RECORDS SUPPLIED:

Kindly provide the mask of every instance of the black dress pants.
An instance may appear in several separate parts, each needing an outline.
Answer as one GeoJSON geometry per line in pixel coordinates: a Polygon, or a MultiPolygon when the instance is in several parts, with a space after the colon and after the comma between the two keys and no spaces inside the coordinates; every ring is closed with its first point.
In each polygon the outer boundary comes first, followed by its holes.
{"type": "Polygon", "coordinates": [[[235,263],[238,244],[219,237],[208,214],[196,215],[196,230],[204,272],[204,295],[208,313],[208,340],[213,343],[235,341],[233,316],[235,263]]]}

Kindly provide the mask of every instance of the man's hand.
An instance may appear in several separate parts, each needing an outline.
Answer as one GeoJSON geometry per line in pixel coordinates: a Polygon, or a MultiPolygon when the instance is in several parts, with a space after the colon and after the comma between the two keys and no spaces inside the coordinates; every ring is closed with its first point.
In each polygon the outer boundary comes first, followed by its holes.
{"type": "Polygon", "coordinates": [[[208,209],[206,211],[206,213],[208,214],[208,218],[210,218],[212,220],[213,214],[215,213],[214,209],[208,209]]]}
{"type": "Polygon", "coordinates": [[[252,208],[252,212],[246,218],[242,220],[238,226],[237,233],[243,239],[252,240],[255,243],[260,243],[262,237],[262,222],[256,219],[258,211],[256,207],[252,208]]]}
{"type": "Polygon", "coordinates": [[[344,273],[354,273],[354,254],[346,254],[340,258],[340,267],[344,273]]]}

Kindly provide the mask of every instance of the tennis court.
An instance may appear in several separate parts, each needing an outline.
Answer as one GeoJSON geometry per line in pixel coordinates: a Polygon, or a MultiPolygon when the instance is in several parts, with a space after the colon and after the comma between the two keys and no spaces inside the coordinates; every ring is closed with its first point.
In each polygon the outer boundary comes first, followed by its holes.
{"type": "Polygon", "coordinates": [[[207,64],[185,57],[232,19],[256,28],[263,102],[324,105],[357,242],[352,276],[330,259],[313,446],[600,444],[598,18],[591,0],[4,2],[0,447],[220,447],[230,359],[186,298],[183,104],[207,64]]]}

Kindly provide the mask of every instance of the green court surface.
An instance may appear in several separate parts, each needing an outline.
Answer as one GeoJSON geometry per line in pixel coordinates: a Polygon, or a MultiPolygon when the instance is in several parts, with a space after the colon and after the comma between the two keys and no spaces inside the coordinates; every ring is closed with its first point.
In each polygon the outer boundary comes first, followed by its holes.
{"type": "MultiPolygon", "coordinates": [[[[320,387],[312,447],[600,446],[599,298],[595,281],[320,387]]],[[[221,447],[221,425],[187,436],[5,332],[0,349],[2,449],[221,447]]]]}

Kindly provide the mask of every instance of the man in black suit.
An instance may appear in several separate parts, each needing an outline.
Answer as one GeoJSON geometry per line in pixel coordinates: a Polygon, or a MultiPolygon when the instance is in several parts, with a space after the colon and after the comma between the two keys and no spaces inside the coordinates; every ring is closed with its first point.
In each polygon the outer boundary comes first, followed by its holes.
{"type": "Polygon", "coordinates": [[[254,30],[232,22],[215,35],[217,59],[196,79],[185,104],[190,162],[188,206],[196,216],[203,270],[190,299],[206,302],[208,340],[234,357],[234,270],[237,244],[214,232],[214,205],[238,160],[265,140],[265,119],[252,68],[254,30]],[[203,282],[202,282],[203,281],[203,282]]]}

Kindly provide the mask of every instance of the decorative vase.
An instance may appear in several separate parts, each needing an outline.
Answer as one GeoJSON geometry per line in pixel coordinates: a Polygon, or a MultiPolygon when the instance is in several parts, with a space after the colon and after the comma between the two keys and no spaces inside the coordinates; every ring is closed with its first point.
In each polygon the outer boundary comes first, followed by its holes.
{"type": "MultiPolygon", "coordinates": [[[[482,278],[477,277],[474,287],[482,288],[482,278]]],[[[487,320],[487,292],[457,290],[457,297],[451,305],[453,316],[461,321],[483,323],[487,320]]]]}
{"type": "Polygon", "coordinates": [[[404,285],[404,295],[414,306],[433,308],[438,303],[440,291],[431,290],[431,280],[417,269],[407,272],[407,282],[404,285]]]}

PROBLEM DETAILS: Determine the number of lines in the data above that include the word "court", then answer with that number alone.

RESPONSE BELOW: 2